▶ **Text passage**
····················

Salcombe Preparatory School is a co-educational preparatory school for approximately 200 pupils, located in Southgate, London, England. The school is currently owned and operated by Cognita. Founded in 1916, Salcombe is a co-educational preparatory day school for children aged between 3 and 11. The school is located in Chase Side, Southgate, and Green Road, Oakwood, both in North London. The Green Road site is Grade II listed with Historic England.

==History==
Salcombe Preparatory School first opened in 1916 under the leadership of the Deakin sisters: Freda Deakin and Ethel Deakin in Hornsey. The school initially educated eight "well to do" children.

In 1917, with World War I ongoing, and the advent of Zeppelin raids, it was decided that the school could not operate in Hornsey and the Deakin sisters took the students to their country residence, Salcombe House, in Devon. In 1918, upon returning to London, the sisters relocated their school to Avenue Road in Southgate close to the current site on Chase Side.

····················

Stored dataset items
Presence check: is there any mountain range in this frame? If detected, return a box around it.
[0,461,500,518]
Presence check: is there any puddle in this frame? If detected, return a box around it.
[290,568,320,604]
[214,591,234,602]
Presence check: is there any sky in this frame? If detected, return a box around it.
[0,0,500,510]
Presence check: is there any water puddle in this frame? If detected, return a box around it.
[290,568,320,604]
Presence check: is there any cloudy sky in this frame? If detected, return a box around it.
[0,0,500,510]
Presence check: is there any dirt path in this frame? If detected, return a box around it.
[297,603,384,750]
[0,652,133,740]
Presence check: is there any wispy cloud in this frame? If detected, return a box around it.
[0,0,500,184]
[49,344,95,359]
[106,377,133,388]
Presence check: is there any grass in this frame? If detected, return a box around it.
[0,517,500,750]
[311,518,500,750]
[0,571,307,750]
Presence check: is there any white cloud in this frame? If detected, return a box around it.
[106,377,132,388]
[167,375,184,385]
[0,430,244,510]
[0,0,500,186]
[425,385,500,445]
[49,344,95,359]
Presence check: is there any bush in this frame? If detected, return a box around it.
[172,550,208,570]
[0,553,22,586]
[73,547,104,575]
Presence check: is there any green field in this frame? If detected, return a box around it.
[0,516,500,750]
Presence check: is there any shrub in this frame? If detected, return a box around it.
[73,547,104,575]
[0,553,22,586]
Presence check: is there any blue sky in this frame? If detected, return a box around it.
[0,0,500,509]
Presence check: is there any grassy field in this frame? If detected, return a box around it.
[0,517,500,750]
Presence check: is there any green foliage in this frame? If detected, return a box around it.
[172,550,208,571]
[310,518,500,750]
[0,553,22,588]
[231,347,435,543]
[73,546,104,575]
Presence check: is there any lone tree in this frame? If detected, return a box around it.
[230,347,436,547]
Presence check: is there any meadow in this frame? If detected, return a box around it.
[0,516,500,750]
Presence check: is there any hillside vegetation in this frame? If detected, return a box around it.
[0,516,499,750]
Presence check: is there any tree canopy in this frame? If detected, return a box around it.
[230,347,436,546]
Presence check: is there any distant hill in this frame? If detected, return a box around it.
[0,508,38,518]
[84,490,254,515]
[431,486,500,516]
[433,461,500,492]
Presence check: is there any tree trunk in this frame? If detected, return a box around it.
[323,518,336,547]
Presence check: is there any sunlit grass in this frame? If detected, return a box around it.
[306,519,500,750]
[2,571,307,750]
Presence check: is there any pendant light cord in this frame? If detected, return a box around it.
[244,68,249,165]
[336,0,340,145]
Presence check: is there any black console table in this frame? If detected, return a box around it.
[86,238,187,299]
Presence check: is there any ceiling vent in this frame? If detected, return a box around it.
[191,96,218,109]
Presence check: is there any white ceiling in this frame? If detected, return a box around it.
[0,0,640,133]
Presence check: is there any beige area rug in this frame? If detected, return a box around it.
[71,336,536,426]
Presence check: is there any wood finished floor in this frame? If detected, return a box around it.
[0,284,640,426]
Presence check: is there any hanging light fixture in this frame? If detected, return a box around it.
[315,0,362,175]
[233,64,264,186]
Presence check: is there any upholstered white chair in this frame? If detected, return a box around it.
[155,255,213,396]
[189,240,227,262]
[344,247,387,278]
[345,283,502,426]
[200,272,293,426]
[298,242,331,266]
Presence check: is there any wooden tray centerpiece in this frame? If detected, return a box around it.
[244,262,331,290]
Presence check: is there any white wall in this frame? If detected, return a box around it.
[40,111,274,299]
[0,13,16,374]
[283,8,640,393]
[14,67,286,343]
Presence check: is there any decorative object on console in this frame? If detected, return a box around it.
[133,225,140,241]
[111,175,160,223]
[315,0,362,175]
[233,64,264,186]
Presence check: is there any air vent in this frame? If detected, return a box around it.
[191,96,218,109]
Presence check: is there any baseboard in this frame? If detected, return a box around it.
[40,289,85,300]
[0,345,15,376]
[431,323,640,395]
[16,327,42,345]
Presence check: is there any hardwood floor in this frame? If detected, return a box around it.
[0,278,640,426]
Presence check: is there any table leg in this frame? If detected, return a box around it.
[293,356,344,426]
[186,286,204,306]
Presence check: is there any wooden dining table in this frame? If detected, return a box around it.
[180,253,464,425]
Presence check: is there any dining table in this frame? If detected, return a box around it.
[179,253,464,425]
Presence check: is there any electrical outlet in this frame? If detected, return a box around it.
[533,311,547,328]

····················

▶ **Work request 1**
Answer these questions from the passage on Salcombe Preparatory School:
(a) What company currently owns and operates the school?
(b) How many children did the school educate when it first opened?
(c) On what road in Southgate did the Deakin sisters set up the school in 1918?
▶ **Work request 2**
Write the next part of the history of Salcombe Preparatory School, picking up after its final sentence.
Nothing in the rows is needed to work through what comes next.

▶ **Output 1**
(a) Cognita
(b) Eight
(c) Avenue Road

▶ **Output 2**
Between 1977 and 1990, the school was run by Ms. Flood and her husband Ernest Lawn. The school was acquired by Asquith Court group in 1990 and the first headmaster was appointed - Anthony Blackhurst.

In 1998, the school needed to expand and the Green Road site was acquired for the lower years. The Green Road building is Grade II listed with Historic England.

==Heads==
- Ethel Deakin (1916–75)
- Ernest Lawn and Ms. Flood (1977–90)
- Anthony Blackhurst (1990–2001)
- Ari Guha (2001-2005)
- Floyd Steadman (2006-2008)
- Berni Curzon (2008-2009)
- Christina Leach (2009-2013)
- Sarah-Jane Davies (2013–2021)
- Nicola Sands (2021–present)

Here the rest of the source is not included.